# Task brief:
Starting at the line with "of the cloudy", transcribe each line through the final one, both included, and add nothing.

# Input material:

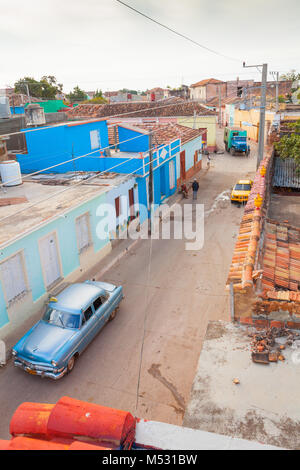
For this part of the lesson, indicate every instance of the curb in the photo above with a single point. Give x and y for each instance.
(116, 259)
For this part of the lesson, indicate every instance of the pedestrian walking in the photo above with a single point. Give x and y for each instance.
(208, 161)
(195, 187)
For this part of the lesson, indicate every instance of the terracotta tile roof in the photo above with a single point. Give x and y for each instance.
(19, 99)
(163, 133)
(226, 100)
(281, 261)
(285, 175)
(155, 90)
(170, 107)
(208, 81)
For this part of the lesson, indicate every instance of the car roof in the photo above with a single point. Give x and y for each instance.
(77, 297)
(244, 182)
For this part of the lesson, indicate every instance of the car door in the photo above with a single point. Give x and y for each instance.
(103, 309)
(88, 326)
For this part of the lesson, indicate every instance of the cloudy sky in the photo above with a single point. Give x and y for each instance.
(103, 44)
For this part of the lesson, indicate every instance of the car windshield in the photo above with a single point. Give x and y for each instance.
(242, 187)
(60, 318)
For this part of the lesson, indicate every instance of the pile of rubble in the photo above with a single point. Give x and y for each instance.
(268, 345)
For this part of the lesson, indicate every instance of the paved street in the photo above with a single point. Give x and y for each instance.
(170, 312)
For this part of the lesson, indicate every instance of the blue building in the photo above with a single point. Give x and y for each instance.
(85, 146)
(54, 241)
(49, 146)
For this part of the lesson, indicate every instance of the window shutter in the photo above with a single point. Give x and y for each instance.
(172, 174)
(95, 139)
(13, 277)
(82, 230)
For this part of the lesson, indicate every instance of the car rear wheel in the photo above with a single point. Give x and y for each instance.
(71, 364)
(113, 314)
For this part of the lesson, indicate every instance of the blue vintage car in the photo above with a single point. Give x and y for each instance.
(70, 322)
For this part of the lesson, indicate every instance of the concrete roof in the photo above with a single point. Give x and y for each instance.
(264, 407)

# Exercise result:
For this part of the lesson, indicate every instance of the cloudy sky in the photo above with a single point. Give x and y for each instance.
(103, 44)
For this part of the lesson, indicate every instance of the car windshield in the photo above with a single point. Give x and y for each instance.
(242, 187)
(60, 318)
For this part of the lesson, indicate every instance of the pile of rubble in the photo above with a single point. Give x and y for each instance.
(268, 345)
For this part of the lesson, indicate every instance of the paved street in the photo above with a single point. Give x and y for each instance.
(170, 312)
For this part of the lesson, indicate every instance of the blue building in the photo above with a single point. Give x and y for each instance.
(85, 146)
(54, 241)
(49, 146)
For this part of the lesson, indicate every instance of the window shutter in the photo above with a single point. Give x and y for each instance.
(172, 174)
(95, 139)
(13, 277)
(82, 230)
For this part of the lesson, indicate every instance of the car rear wheel in the photo above with a single point. Give x and y for each instance.
(71, 364)
(113, 314)
For this part of the lesson, indicate every instance of the blue vintage car in the photo above with a single point. Give x and y for each instance.
(70, 322)
For this part of the lesson, indicate every instance of the concrete roof in the photo above with a single point. Give x and y for each instance.
(264, 407)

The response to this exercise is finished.